_To be done:_
Repeat, exactly and in full, the lines of the listing below, but without any pictures.

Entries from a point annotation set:
__________________________________________________

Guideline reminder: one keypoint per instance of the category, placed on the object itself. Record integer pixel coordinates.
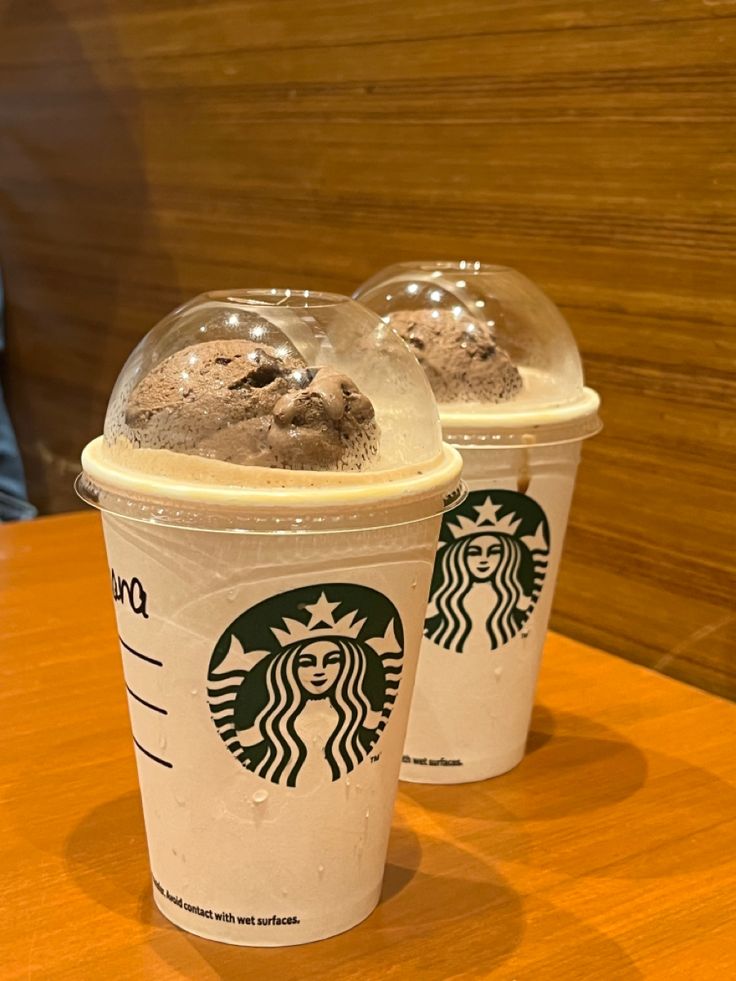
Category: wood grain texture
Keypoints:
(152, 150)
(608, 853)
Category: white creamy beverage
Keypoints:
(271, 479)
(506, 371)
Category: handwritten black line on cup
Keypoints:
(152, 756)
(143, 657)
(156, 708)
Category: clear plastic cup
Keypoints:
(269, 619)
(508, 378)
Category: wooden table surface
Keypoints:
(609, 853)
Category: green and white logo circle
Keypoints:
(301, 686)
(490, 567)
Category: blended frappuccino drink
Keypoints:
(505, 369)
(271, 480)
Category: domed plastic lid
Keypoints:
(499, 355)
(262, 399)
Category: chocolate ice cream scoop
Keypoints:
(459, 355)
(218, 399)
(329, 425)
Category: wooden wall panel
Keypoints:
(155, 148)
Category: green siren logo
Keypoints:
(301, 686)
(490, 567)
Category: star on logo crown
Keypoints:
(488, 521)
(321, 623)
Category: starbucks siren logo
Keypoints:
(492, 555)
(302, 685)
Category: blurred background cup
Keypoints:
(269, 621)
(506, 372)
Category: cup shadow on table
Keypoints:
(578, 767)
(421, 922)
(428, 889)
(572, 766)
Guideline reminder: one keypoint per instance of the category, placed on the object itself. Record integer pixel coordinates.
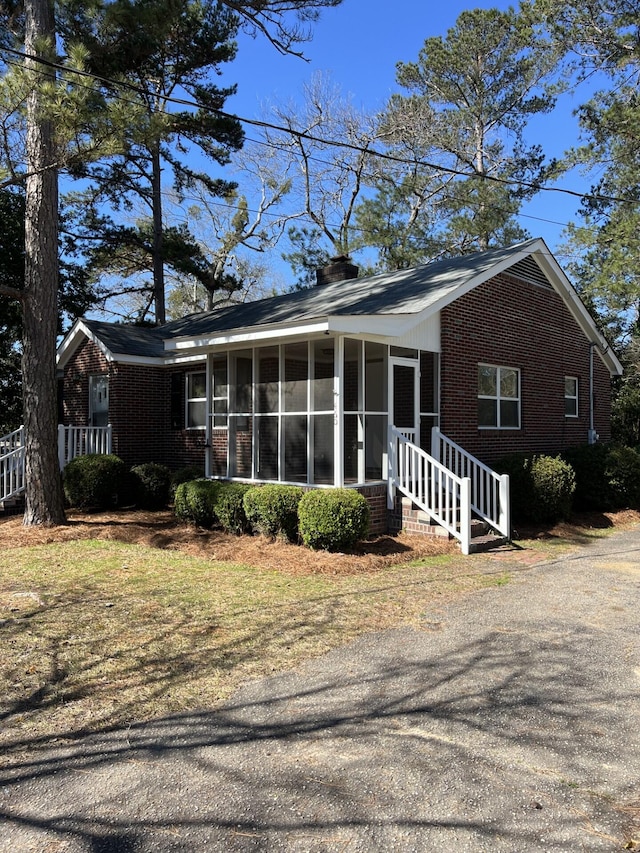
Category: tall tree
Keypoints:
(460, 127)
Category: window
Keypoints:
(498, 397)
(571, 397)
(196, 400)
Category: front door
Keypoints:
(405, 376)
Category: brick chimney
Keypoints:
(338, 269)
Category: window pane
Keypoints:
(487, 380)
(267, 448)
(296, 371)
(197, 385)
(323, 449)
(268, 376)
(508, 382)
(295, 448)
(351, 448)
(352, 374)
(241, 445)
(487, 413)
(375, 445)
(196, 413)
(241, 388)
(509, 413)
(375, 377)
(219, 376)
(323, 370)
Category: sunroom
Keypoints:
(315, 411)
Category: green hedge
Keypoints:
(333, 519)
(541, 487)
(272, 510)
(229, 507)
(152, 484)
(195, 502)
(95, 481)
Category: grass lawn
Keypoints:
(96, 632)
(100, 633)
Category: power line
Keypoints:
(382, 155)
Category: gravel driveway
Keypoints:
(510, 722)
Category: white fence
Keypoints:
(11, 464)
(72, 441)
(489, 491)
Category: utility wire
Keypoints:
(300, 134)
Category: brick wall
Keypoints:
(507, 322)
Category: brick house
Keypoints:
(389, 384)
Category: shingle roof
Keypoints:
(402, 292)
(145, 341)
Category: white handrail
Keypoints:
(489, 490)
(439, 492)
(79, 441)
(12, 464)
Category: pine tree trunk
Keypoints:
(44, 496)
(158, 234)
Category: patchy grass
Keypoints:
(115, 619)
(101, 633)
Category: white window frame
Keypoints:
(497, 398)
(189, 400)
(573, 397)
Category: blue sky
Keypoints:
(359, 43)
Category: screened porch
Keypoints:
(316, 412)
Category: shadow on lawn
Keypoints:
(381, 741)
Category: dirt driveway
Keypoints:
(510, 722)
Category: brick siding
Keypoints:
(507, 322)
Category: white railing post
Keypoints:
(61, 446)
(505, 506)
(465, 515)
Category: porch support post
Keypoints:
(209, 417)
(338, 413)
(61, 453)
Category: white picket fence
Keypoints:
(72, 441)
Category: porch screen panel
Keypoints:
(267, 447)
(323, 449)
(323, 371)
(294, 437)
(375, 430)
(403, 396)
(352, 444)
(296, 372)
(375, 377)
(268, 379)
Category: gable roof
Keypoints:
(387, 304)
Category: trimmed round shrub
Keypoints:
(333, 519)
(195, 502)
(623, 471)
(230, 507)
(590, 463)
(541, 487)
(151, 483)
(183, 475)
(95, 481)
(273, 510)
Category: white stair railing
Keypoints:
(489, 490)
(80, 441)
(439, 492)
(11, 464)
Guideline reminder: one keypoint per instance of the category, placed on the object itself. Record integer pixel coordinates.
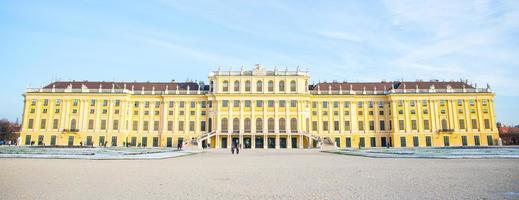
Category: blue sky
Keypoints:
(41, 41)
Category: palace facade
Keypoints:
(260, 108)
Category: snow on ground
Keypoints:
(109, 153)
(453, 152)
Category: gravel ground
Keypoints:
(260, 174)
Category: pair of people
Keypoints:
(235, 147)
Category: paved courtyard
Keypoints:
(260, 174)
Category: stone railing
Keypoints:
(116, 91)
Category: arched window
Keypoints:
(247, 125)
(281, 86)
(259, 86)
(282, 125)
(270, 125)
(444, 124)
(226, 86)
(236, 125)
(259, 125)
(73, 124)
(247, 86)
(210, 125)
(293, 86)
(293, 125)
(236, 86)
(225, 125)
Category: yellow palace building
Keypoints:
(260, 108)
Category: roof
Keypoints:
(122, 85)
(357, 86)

__________________________________________________

_Solved problem:_
Guideline reminder: one keypoint per instance of the category, placed on the object itself. Record integer pixel coordinates.
Category: wood grain texture
Keypoints:
(152, 150)
(608, 853)
Category: white creamy beverage
Keypoints:
(271, 479)
(506, 371)
Category: handwritten black line on cup
Keypoints:
(152, 756)
(143, 657)
(156, 708)
Category: clear plastic cup
Keypoints:
(269, 619)
(508, 378)
Category: wooden table surface
Keypoints:
(609, 853)
Category: green and white logo circle
Keypoints:
(301, 686)
(490, 567)
Category: blended frappuccino drink
Keypoints:
(505, 369)
(271, 480)
Category: domed plastic lid
Keypoints:
(499, 355)
(262, 399)
Category: chocolate ice cream scoop
Keypoints:
(459, 355)
(218, 399)
(329, 425)
Category: wooden wall panel
Keypoints:
(155, 148)
Category: green siren logo
Keypoints:
(301, 686)
(490, 567)
Category: star on logo crown
Keypoints:
(488, 521)
(321, 623)
Category: starbucks siren logo
Keypoints:
(492, 555)
(302, 685)
Category: blurred background cup
Keypoints:
(269, 621)
(506, 372)
Category: cup shadow on table
Keypoints:
(578, 767)
(421, 922)
(428, 889)
(572, 766)
Guideline reminder: one keypoint per instance of the category, placed on the object itself. Record integer pixel coordinates.
Category: tall tree
Keypoints:
(460, 127)
Category: window
Keypoints:
(498, 397)
(571, 397)
(196, 400)
Category: front door
Keypoints:
(405, 376)
Category: brick chimney
Keypoints:
(338, 269)
Category: window pane
Keypoints:
(487, 380)
(267, 448)
(296, 371)
(197, 385)
(323, 449)
(268, 376)
(508, 382)
(295, 448)
(351, 448)
(352, 374)
(241, 445)
(487, 413)
(375, 445)
(196, 413)
(241, 388)
(509, 413)
(375, 377)
(219, 376)
(323, 370)
Category: sunroom
Keypoints:
(315, 411)
Category: green hedge
Keypoints:
(333, 519)
(541, 487)
(272, 510)
(229, 507)
(152, 484)
(195, 502)
(95, 481)
Category: grass lawn
Keypoints:
(96, 632)
(100, 633)
Category: power line
Keypoints:
(382, 155)
Category: gravel driveway
Keypoints:
(510, 722)
Category: white fence
Keypoints:
(11, 464)
(72, 441)
(489, 491)
Category: utility wire
Keypoints:
(300, 134)
Category: brick wall
Keypoints:
(507, 322)
Category: brick house
Keypoints:
(389, 384)
Category: shingle roof
Keypoints:
(402, 292)
(145, 341)
Category: white handrail
Keypoints:
(489, 490)
(439, 492)
(79, 441)
(12, 464)
Category: pine tree trunk
Keypoints:
(44, 496)
(158, 234)
Category: patchy grass
Keypoints:
(115, 619)
(101, 633)
Category: white window frame
Keypoints:
(497, 398)
(189, 400)
(573, 397)
Category: blue sky
Keypoints:
(359, 43)
Category: screened porch
Keypoints:
(316, 412)
Category: shadow on lawn
Keypoints:
(381, 741)
Category: dirt driveway
Keypoints:
(510, 722)
Category: brick siding
Keypoints:
(507, 322)
Category: white railing post
Keypoints:
(61, 446)
(505, 506)
(465, 515)
Category: porch support post
Keypoints:
(209, 417)
(338, 413)
(61, 453)
Category: white picket fence
Keypoints:
(72, 441)
Category: porch screen panel
Keypoints:
(267, 447)
(323, 449)
(323, 371)
(294, 437)
(375, 430)
(403, 396)
(352, 444)
(296, 372)
(375, 377)
(268, 379)
Category: gable roof
Keypoints:
(387, 304)
Category: trimmed round shrub
Keypoints:
(333, 519)
(195, 502)
(623, 471)
(230, 507)
(590, 463)
(541, 487)
(151, 483)
(183, 475)
(95, 481)
(273, 510)
Category: white stair railing
Keypoints:
(489, 490)
(80, 441)
(439, 492)
(11, 464)
Guideline reminder: one keypoint per instance of the category, placed on the object itself. Record integer pixel coordinates.
Category: blue sky
Keypoints:
(41, 41)
Category: palace facade
Keypoints:
(260, 108)
Category: snow on ground
Keypoints:
(109, 153)
(453, 152)
Category: gravel ground
Keypoints:
(260, 174)
Category: pair of people
Keypoints:
(235, 147)
Category: paved courtyard
Keypoints:
(260, 174)
Category: stone railing
Keypoints:
(116, 91)
Category: arched window
Keypoints:
(247, 125)
(281, 86)
(259, 86)
(282, 125)
(270, 125)
(444, 124)
(226, 86)
(236, 125)
(259, 125)
(73, 124)
(247, 86)
(210, 125)
(293, 86)
(293, 125)
(236, 86)
(225, 125)
Category: yellow palace building
Keypoints:
(260, 108)
Category: roof
Keypoints:
(122, 85)
(357, 86)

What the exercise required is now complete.